**Exercise instructions:** Update the lines below by changing each occurrence of "evaluation set" to "validation set" and leaving everything else unchanged.

**Provided records:**

********************

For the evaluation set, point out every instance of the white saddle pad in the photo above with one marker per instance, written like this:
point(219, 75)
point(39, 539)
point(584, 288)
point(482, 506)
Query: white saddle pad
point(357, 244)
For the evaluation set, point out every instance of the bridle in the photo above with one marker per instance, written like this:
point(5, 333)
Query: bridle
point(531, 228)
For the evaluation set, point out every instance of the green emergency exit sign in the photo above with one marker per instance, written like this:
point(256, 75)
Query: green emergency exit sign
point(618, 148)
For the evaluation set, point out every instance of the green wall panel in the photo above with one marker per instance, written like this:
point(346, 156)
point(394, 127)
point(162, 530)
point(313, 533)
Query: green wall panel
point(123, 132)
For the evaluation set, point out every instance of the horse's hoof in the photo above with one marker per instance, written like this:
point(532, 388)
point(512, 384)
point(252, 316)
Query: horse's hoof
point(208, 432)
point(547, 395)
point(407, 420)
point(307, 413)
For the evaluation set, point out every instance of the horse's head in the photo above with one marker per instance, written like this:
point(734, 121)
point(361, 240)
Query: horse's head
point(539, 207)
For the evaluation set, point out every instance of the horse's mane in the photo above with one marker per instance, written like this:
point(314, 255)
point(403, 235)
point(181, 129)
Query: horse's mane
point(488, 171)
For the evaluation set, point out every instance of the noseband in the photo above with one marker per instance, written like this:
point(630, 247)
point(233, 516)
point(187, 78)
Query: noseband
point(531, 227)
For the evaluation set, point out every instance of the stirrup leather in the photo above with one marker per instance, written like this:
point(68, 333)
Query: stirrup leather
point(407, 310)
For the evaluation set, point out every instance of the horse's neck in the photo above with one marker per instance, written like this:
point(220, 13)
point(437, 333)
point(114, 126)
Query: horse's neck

********************

**Correct output:**
For the validation set, point out every instance of the white saddle pad in the photo above with one marker per instance, written like this:
point(219, 75)
point(39, 539)
point(584, 288)
point(482, 506)
Query: white saddle pad
point(357, 244)
For the validation set, point out every instance of the bridle in the photo above with one marker per instance, written like this:
point(5, 333)
Query: bridle
point(531, 228)
For the validation set, point out every instance of the green emergency exit sign in the photo above with one marker per instance, written like this:
point(256, 75)
Query: green emergency exit sign
point(618, 148)
For the validation set, point out every instance of the green wall panel in the photo above with one marker per instance, written like this:
point(346, 156)
point(394, 127)
point(162, 530)
point(313, 533)
Query: green wall panel
point(123, 132)
For the validation set, point out every instance of the horse's hoof in the photo above with one marker per instance, written like this:
point(532, 388)
point(512, 384)
point(252, 316)
Query: horse's hoof
point(208, 432)
point(547, 395)
point(407, 420)
point(307, 413)
For the validation set, point out every instance of the horse's head in the photo above with one marker per instance, written like this:
point(734, 121)
point(361, 240)
Query: horse's head
point(539, 207)
For the validation set, point out every instance of the horse's mane in the photo above with one marker per instance, written like this:
point(314, 255)
point(403, 235)
point(181, 129)
Query: horse's mane
point(488, 171)
For the validation set, point out every instance of the noseband in the photo above with one marker per instance, written like this:
point(630, 247)
point(233, 516)
point(187, 78)
Query: noseband
point(531, 227)
For the validation set, point out every instance of the stirrup leather in the photo above with one marker per instance, written like this:
point(68, 333)
Query: stirrup leather
point(407, 310)
For the validation set, point out every instance of the horse's neck in the photo above with one marker per instance, written like this:
point(220, 13)
point(437, 333)
point(114, 126)
Query: horse's neck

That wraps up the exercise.